> [Direction]:
Render the lines from the start of the records through the line containing "111], [36, 112]]" as a Markdown table with the columns Row and Line, numbering each line and leaving out blank lines and the pictures.

> [The input]:

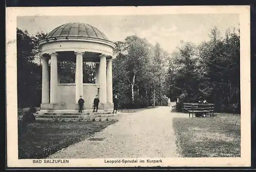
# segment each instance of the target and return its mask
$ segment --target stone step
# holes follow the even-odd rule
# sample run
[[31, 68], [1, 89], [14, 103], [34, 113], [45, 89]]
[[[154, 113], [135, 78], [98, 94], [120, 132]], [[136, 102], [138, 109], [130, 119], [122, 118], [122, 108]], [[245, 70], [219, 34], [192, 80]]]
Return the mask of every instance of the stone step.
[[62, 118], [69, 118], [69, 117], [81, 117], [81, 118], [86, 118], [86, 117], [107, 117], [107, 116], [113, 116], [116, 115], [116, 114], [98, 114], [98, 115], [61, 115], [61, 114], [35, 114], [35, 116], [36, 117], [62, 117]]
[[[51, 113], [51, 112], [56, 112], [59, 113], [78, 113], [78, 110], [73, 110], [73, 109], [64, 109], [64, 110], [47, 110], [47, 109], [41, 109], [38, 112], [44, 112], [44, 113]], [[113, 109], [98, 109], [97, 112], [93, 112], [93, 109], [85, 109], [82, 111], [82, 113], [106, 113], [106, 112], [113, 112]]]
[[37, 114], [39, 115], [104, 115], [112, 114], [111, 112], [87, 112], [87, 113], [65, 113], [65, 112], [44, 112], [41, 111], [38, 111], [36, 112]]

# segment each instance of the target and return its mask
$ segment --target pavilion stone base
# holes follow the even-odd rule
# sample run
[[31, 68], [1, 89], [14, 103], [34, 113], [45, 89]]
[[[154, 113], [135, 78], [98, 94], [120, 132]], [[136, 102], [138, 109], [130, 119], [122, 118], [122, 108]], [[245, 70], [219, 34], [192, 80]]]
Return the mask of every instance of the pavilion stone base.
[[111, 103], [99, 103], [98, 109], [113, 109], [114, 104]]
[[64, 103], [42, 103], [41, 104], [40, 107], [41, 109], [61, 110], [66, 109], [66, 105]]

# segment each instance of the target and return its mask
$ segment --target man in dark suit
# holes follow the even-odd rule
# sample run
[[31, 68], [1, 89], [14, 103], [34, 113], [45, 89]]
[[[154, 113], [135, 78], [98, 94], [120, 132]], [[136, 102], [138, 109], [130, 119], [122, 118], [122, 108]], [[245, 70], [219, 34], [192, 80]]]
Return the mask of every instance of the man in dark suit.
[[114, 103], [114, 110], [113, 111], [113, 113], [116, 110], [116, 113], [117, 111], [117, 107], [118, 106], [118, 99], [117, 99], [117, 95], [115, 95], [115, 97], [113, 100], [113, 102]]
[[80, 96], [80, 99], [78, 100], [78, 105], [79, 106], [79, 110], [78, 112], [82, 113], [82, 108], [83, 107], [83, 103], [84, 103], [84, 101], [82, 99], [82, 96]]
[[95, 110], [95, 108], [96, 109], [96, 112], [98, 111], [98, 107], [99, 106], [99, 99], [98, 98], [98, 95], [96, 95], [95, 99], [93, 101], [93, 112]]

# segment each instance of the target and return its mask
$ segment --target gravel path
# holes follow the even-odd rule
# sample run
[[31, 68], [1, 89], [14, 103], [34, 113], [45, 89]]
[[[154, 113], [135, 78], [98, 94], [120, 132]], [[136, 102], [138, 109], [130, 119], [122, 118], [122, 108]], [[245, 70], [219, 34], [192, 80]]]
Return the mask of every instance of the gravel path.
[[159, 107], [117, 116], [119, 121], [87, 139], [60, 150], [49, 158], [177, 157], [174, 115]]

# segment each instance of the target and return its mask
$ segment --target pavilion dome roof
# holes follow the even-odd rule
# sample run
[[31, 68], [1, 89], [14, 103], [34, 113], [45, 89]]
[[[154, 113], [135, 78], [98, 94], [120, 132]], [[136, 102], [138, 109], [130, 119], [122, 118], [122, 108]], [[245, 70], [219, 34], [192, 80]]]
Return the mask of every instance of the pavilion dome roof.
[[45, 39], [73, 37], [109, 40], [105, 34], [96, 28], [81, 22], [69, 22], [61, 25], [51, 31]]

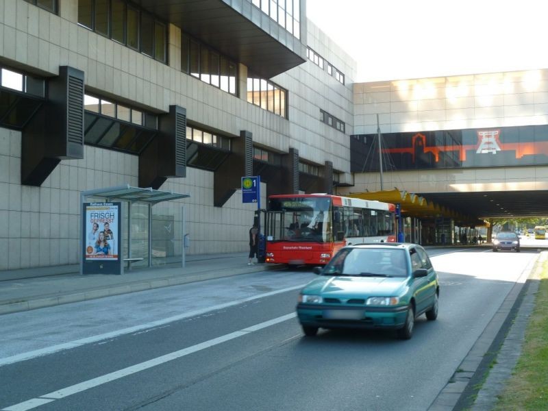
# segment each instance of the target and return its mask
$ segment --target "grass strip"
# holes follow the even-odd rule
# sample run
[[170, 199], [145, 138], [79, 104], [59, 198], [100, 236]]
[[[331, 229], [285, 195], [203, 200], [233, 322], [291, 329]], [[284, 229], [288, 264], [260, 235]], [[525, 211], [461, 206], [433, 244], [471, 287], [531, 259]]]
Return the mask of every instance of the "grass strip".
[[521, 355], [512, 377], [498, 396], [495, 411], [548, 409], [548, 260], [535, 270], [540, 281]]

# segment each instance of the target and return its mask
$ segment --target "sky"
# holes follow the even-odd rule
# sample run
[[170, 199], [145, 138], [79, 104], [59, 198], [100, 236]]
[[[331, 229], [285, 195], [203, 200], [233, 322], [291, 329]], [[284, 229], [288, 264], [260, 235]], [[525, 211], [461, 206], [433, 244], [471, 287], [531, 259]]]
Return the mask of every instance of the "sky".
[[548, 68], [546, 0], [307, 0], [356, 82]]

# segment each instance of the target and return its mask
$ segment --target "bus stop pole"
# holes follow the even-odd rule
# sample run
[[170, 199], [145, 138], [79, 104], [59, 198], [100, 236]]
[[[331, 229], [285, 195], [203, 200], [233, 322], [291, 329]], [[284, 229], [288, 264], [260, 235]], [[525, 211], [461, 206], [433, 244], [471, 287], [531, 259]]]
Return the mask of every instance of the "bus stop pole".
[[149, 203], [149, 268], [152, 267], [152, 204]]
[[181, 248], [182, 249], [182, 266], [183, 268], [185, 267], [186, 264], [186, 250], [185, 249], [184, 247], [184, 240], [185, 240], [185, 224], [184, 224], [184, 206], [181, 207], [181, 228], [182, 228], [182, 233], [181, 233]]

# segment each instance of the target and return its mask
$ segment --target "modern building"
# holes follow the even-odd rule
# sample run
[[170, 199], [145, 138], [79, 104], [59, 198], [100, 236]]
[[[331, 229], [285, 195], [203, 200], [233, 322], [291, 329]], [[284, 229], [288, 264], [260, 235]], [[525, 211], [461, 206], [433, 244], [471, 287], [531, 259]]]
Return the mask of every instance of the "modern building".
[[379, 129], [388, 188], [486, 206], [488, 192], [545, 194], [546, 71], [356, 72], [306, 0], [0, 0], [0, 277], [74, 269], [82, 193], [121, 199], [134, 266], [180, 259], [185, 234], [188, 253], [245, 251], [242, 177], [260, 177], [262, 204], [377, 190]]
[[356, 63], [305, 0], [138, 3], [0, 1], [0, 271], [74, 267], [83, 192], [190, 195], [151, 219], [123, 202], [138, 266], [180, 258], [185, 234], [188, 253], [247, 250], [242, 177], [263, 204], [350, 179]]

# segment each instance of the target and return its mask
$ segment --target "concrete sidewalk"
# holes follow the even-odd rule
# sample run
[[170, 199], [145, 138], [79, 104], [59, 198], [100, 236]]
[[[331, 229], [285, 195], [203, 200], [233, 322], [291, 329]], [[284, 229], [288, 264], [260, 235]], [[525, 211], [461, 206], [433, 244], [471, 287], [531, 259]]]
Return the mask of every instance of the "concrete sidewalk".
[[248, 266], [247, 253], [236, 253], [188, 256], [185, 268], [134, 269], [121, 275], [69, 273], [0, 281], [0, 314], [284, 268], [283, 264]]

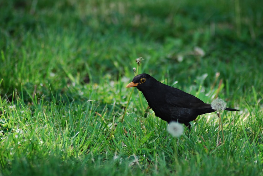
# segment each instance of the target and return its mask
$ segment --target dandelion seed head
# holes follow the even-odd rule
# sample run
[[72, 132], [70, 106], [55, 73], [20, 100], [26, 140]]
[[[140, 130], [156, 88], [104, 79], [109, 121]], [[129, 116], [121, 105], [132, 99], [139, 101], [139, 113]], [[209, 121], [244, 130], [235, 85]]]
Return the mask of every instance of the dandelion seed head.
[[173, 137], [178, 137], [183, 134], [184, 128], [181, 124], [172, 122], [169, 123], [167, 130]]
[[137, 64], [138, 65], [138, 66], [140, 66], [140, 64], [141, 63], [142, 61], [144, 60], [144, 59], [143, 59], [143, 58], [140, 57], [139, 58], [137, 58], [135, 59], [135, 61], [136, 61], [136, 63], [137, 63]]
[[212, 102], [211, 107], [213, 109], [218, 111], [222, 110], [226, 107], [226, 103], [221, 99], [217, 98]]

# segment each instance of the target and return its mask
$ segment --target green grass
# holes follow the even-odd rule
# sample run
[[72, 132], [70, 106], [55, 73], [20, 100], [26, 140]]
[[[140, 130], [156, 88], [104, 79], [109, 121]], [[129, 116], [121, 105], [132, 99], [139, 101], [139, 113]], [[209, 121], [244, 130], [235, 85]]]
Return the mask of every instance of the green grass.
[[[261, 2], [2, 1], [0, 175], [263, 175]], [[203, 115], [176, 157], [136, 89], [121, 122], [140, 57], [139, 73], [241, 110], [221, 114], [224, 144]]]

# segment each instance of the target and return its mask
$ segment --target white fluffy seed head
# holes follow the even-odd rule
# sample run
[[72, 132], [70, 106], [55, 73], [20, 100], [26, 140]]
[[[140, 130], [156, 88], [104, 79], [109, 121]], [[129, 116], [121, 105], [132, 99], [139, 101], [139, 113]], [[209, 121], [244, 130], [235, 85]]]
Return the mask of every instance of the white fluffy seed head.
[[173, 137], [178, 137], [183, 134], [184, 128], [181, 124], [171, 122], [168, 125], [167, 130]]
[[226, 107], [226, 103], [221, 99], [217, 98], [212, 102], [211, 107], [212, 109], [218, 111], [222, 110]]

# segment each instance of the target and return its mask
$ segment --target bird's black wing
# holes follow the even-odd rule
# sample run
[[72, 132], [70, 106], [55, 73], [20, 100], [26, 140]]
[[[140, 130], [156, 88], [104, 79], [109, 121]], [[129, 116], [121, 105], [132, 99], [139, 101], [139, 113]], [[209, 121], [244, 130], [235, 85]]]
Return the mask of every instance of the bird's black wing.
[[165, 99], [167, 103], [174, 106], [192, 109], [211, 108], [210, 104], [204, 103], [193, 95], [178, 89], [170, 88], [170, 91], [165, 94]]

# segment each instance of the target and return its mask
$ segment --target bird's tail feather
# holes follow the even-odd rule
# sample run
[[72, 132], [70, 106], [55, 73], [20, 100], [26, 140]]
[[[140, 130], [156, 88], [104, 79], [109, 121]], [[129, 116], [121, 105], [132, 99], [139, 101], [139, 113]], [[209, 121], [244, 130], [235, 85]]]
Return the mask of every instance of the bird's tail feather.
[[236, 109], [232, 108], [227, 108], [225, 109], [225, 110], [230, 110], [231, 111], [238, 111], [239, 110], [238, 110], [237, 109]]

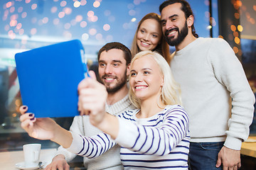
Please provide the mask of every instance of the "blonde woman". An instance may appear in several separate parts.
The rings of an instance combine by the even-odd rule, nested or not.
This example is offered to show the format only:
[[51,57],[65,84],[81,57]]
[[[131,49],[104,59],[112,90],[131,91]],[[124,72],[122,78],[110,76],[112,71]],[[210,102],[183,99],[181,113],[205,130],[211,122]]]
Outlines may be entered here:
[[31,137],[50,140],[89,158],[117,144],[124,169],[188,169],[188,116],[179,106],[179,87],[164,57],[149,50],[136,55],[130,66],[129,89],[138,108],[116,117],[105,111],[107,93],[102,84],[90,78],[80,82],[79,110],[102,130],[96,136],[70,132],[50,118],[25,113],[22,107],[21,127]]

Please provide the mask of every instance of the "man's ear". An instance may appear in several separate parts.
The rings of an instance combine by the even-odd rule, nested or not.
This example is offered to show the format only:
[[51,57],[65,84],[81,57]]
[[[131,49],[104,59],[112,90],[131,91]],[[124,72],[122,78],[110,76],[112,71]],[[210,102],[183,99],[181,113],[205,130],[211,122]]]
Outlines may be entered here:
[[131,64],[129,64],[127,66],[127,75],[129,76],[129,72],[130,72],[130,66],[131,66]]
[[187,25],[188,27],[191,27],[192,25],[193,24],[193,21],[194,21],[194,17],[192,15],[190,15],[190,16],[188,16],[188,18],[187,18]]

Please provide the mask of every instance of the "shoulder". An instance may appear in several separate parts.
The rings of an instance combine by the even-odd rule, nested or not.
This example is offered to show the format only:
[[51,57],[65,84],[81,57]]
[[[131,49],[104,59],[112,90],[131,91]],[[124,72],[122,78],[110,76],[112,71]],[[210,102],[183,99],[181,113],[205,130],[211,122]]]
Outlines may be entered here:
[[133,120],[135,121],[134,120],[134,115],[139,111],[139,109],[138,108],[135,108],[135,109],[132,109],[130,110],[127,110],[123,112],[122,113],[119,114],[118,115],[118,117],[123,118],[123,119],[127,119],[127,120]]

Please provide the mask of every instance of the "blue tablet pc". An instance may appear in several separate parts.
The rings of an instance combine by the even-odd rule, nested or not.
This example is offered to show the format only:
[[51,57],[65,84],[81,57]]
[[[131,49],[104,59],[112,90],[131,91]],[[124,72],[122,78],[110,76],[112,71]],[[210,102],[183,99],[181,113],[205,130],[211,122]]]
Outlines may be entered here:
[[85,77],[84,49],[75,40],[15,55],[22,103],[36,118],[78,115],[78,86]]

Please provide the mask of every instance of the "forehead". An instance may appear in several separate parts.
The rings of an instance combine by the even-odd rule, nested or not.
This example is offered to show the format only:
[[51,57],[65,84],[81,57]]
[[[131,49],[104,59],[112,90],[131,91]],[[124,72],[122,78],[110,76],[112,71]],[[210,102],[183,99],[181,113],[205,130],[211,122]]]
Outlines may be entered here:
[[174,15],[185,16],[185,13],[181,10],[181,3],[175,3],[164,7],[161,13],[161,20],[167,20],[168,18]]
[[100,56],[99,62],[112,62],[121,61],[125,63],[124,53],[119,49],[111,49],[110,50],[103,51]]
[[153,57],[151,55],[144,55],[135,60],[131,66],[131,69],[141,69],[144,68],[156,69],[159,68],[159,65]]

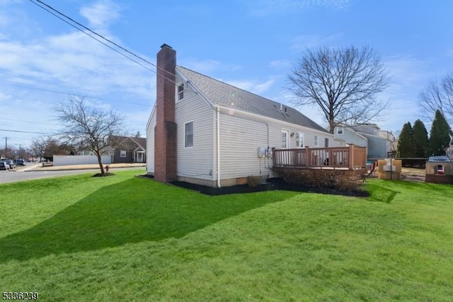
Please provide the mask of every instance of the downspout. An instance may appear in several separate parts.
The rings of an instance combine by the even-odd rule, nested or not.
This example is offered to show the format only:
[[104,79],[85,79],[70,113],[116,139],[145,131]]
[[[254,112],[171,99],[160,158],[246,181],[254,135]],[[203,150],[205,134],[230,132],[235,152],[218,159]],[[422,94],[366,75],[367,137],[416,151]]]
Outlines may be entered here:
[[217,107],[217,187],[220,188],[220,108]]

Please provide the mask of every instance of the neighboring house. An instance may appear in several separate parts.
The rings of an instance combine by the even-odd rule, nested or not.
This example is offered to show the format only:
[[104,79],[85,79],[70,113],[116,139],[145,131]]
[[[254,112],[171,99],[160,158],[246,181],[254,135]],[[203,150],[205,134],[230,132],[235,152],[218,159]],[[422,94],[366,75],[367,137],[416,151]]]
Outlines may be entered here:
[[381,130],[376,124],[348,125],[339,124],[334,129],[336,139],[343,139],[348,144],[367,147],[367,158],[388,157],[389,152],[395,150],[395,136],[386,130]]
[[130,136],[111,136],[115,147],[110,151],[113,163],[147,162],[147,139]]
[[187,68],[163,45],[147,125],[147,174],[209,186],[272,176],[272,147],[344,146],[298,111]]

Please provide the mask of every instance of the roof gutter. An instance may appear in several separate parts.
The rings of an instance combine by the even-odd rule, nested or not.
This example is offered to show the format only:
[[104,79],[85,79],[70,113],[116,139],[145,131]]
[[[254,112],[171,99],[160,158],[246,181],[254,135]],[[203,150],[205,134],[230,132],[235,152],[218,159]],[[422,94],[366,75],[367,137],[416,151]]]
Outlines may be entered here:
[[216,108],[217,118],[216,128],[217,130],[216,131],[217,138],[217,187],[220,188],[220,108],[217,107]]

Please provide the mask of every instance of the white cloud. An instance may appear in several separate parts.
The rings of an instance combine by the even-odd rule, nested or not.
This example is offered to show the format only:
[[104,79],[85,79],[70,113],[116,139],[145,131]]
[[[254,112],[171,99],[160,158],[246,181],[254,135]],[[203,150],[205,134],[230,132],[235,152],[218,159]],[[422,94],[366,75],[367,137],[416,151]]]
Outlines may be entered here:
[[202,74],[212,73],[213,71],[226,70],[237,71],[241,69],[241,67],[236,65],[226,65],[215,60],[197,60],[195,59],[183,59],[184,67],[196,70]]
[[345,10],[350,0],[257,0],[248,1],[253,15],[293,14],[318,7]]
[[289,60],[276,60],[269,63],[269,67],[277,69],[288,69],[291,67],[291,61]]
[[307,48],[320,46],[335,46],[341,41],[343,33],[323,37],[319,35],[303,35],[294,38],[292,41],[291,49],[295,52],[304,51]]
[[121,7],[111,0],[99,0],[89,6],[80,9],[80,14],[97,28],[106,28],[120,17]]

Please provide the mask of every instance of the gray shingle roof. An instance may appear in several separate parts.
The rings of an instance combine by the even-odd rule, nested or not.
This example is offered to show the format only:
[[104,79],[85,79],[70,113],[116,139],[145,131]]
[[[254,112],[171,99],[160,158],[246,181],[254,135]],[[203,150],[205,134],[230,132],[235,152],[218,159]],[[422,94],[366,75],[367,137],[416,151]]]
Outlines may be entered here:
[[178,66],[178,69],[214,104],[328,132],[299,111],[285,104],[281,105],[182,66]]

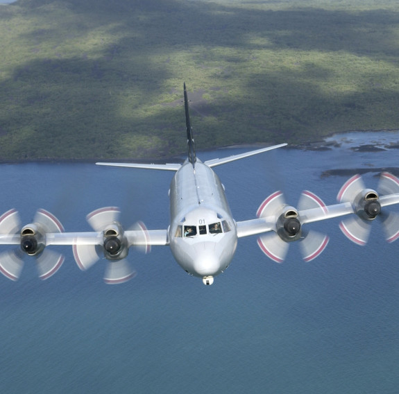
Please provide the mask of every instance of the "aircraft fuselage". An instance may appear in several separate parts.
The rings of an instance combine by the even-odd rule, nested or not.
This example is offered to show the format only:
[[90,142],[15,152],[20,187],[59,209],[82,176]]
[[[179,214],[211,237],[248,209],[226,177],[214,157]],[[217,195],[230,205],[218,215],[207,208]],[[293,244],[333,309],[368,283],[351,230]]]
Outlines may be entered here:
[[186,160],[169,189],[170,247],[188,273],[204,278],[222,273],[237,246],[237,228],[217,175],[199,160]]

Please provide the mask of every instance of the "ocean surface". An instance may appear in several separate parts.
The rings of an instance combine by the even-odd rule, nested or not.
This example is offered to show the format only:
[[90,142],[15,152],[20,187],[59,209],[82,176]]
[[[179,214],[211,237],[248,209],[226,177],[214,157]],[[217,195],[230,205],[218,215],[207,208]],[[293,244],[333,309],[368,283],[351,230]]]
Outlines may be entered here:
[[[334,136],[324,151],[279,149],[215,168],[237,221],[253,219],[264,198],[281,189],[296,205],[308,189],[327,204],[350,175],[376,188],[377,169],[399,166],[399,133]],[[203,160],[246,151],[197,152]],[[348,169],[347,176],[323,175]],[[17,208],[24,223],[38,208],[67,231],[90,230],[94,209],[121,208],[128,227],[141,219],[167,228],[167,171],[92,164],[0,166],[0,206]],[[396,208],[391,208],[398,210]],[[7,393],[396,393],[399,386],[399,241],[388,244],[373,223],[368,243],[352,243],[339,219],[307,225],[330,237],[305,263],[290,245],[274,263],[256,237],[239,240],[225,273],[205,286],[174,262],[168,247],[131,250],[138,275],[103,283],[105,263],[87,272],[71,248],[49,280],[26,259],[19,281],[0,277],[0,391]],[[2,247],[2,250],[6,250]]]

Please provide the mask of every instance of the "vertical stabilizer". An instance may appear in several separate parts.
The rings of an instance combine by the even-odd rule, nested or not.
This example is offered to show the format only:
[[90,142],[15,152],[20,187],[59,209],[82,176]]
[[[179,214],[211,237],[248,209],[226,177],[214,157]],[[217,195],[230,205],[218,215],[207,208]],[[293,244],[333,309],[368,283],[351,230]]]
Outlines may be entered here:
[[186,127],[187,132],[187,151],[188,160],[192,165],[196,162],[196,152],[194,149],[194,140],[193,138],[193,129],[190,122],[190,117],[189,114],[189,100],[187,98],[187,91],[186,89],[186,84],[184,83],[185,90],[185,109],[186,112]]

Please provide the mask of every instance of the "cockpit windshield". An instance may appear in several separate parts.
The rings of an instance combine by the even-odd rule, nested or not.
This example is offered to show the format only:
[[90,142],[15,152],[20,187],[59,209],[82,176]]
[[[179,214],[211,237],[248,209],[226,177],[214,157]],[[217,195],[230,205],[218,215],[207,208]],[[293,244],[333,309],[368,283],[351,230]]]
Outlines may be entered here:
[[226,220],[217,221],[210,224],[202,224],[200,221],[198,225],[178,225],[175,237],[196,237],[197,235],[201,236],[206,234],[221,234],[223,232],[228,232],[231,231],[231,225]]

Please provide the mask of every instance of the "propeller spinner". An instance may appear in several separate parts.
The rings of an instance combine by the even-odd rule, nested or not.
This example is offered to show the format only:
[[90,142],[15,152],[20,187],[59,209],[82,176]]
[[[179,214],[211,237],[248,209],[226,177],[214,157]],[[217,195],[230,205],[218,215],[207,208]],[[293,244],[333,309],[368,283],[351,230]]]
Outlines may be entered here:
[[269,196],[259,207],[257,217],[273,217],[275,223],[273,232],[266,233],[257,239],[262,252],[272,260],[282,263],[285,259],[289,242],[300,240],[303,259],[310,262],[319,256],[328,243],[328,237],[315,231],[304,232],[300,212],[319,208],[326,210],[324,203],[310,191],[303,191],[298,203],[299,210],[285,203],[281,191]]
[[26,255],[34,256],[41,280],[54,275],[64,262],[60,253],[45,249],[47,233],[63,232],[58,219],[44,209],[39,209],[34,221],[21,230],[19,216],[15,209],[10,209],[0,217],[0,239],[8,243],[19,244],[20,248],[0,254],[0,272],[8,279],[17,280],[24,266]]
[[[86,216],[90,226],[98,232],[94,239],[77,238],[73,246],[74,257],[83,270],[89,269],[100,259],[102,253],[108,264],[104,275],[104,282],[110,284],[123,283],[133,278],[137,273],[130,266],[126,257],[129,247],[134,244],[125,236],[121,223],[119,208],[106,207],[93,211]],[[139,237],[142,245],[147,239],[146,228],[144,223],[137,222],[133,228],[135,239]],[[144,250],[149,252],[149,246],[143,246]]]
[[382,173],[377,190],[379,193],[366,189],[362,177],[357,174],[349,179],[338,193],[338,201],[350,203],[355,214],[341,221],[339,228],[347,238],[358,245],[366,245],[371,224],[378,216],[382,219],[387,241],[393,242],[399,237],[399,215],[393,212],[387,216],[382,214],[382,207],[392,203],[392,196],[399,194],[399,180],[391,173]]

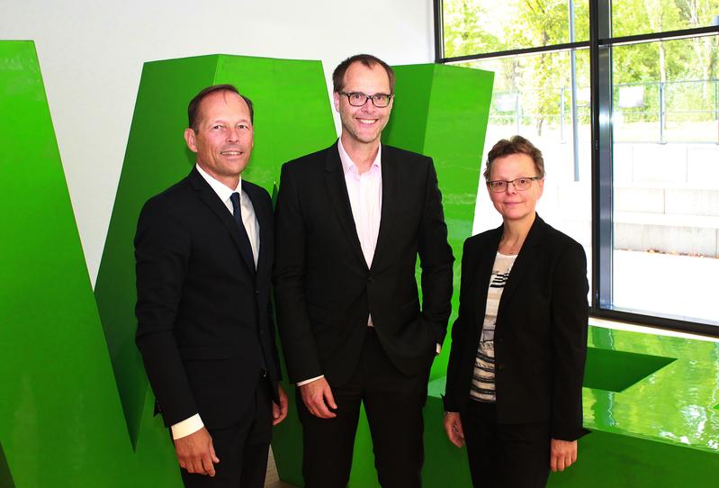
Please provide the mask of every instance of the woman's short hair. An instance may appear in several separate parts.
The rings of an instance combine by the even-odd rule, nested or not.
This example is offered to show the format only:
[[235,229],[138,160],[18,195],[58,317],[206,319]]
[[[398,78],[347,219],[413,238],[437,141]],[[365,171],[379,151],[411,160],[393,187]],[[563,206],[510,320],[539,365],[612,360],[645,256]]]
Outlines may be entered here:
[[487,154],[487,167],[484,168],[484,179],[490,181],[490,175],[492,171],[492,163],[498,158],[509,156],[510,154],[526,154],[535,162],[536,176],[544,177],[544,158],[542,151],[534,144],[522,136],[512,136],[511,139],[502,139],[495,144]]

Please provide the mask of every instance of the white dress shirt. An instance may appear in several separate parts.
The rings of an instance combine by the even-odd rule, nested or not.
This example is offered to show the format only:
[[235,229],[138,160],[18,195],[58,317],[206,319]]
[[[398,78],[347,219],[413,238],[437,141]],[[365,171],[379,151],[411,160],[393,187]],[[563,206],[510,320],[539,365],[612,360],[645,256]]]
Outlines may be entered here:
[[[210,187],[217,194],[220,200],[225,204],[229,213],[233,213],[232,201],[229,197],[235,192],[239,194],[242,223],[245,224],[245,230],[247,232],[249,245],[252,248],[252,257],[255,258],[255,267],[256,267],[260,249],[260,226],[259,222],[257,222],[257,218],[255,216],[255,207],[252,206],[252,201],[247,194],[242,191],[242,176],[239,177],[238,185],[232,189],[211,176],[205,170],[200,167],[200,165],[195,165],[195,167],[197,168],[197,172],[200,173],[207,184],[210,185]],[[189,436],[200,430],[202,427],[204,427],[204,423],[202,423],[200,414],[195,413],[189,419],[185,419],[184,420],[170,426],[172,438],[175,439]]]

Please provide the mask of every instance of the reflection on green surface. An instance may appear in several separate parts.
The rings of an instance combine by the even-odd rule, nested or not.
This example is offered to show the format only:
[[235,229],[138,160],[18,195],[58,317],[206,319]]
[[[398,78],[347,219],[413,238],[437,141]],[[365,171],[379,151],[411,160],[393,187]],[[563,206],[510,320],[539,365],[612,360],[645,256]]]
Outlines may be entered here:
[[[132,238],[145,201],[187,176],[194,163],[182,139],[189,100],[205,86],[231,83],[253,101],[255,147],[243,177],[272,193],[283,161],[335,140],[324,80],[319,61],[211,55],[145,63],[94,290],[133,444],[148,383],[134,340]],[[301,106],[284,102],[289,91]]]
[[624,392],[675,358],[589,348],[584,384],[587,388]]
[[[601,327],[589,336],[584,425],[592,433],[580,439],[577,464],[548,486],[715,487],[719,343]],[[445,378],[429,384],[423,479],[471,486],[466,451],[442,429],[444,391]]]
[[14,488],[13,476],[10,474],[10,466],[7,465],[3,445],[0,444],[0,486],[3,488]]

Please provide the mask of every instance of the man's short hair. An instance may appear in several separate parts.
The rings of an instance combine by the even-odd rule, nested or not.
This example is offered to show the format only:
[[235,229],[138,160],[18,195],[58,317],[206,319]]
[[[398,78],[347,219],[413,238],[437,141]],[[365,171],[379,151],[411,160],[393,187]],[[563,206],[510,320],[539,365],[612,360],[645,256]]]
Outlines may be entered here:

> [Result for this exercise]:
| Row | Line |
|---|---|
| 1 | # segment each instance of the target and return its mask |
| 2 | $ segment --target stone step |
| 3 | # holes follow the even-odd rule |
| 4 | # sample run |
| 5 | [[31, 68], [1, 89], [14, 103], [34, 113], [45, 89]] |
| 6 | [[[154, 113], [135, 78], [98, 94], [120, 132]], [[136, 102], [138, 109], [130, 119], [122, 118], [122, 108]], [[245, 70], [219, 34], [192, 80]]] |
| 7 | Return the mask of every instance of the stone step. |
| 8 | [[62, 118], [69, 118], [69, 117], [81, 117], [81, 118], [86, 118], [86, 117], [107, 117], [107, 116], [113, 116], [116, 115], [116, 114], [98, 114], [98, 115], [61, 115], [61, 114], [35, 114], [35, 116], [36, 117], [62, 117]] |
| 9 | [[[51, 113], [51, 112], [56, 112], [59, 113], [78, 113], [78, 110], [73, 110], [73, 109], [64, 109], [64, 110], [47, 110], [47, 109], [41, 109], [38, 112], [44, 112], [44, 113]], [[113, 109], [98, 109], [97, 112], [93, 112], [93, 109], [85, 109], [82, 111], [82, 113], [106, 113], [106, 112], [113, 112]]] |
| 10 | [[37, 114], [39, 115], [104, 115], [112, 114], [111, 112], [87, 112], [87, 113], [65, 113], [65, 112], [44, 112], [41, 111], [38, 111], [36, 112]] |